• _Work instructions_
Reproduce the portion of the bagel-cutting passage between "The amount that" and "be worth it.", inclusive.

## begin Passage provided

From this plot it certainly looks like $f(t)$ is an increasing function, so let's try to prove this. We begin by calculating $f'(t) = \frac{1}{4\pi} \int_0^{2\pi} \!\int_{-1}^1\,\frac{2\sigma\cos\theta + t\sigma^2 (3 + \cos 2\theta)}{2\sqrt{1 + 2t\sigma\cos\theta + \frac{1}{2} t^2 \sigma^2 (3 + \cos 2\theta)}} \,d\sigma d\theta.$ From this we find that $f'(0) = 0$, so if we can prove that $f''(t) > 0$ we'll be able to conclude that $f'(t) > 0$ for $t > 0$. Indeed, $f''(t) = \frac{1}{4\pi} \int_0^{2\pi} \!\int_{-1}^1\, \frac{\sigma^2}{\left( 1 + 2t\sigma\cos\theta + \frac{1}{2}t^2\sigma^2 (3+\cos 2\theta)\right)^{3/2}} \,d\sigma d\theta,$ and since the integrand is nonnegative and not identically zero we may conclude that $f''(t) > 0$ for all $t$. As stated above, this implies that $f(t)$ is strictly increasing in $t$.

From this we conclude the following fact.

Proposition 2. The ratio of the surface areas $A_\text{Möb}(R,r)/A_\text{flat}(R,r)$ is a strictly increasing function of $r/R$. Since $0 < r \leq R$ we have $1 < \frac{A_\text{Möb}(R,r)}{A_\text{flat}(R,r)} \leq \frac{A_\text{Möb}(1,1)}{A_\text{flat}(1,1)} \approx 1.1739\ 7932\ 4030.$

In essence what this says is that, for a given size of bagel, cutting the bagel along the two-twist Möbius strip yields the largest gains in surface area when the hole in the center of the bagel is the smallest.   The maximum amount that the surface area can increase when compared with cutting the bagel straight in half is about $17.4\%$.

The amount that the surface area can increase will be less than this for most bagels.  For example, for a bagel $2$ inches thick and $5$ inches wide, cutting along the two-twist Möbius strip yields an increase in cream cheesable surface area of about $7.72\%$.  Depending on how much you enjoy cream cheese this may or may not be worth it.

## end Passage provided
## begin Information shown

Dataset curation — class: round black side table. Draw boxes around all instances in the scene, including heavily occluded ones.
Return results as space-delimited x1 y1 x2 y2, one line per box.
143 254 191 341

## end Information shown

• _Result of the exercise_
The amount that the surface area can increase will be less than this for most bagels.  For example, for a bagel $2$ inches thick and $5$ inches wide, cutting along the two-twist Möbius strip yields an increase in cream cheesable surface area of about $7.72\%$.  Depending on how much you enjoy cream cheese this may or may not be worth it.